Retype the data that follows, keeping every character the same.

- **Available records**
__________
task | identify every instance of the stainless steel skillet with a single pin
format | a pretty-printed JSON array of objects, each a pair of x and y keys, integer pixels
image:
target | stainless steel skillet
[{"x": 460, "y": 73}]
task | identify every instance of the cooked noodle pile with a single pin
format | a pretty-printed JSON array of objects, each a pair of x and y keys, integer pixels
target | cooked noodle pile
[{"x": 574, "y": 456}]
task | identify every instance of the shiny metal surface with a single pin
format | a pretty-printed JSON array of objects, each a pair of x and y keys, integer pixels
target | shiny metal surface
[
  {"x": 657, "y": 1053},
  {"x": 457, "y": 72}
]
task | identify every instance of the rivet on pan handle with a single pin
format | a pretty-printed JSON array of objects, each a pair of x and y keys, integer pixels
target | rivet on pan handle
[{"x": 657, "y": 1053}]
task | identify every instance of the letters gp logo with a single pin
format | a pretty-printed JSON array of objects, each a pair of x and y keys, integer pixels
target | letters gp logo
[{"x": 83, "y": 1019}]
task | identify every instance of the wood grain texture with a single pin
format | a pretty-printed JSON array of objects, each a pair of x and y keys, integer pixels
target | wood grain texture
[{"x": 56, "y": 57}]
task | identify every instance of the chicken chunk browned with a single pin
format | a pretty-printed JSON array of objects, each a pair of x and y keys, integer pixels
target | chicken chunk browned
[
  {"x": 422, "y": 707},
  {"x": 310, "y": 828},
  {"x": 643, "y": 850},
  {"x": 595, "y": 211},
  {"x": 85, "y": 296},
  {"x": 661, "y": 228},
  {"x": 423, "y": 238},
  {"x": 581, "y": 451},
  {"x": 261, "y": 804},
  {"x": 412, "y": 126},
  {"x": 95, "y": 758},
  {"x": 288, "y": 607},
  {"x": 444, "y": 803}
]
__________
- **Result for this exercise**
task | identify every instance of the stainless steel skillet with a single pin
format | a pretty-printed JSON array of objects, each a pair of x and y keys, integer pixels
image:
target | stainless steel skillet
[{"x": 460, "y": 73}]
task | identify every instance of the cooked noodle pile with a single pin
format | a pretty-printed JSON array of objects, each a pair of x and y keys, integer pixels
target | cooked noodle pile
[{"x": 574, "y": 456}]
task | identify every instance of the shiny metal surface with a single pin
format | a pretty-printed JSON array of objects, each a pair of x and y keys, integer pixels
target | shiny metal surface
[
  {"x": 657, "y": 1053},
  {"x": 457, "y": 72}
]
task | identify every instance of the rivet on pan handle with a single pin
format | a pretty-printed JSON array of objects, each a pair of x and y keys, integer pixels
target | rivet on pan handle
[{"x": 657, "y": 1053}]
task | identify every instance of the letters gp logo with a single pin
format | a pretty-printed JSON array of objects, each a pair of x and y keys, integer pixels
target | letters gp logo
[{"x": 83, "y": 1019}]
task | identify every instance of the wood grain texture with a single pin
format | a pretty-printed JSON array of objects, each a pair of x and y keys, integer pixels
target | wood grain texture
[{"x": 56, "y": 57}]
task | identify every instance of the chicken chunk browned with a single pin
format | a pretty-printed JSON array of objects, each a pair of x and y keys, integer pixels
target | chicken chunk browned
[
  {"x": 422, "y": 707},
  {"x": 310, "y": 828},
  {"x": 643, "y": 850},
  {"x": 595, "y": 211},
  {"x": 85, "y": 296},
  {"x": 661, "y": 228},
  {"x": 423, "y": 238},
  {"x": 581, "y": 451},
  {"x": 261, "y": 804},
  {"x": 412, "y": 126},
  {"x": 95, "y": 758},
  {"x": 288, "y": 607},
  {"x": 444, "y": 803}
]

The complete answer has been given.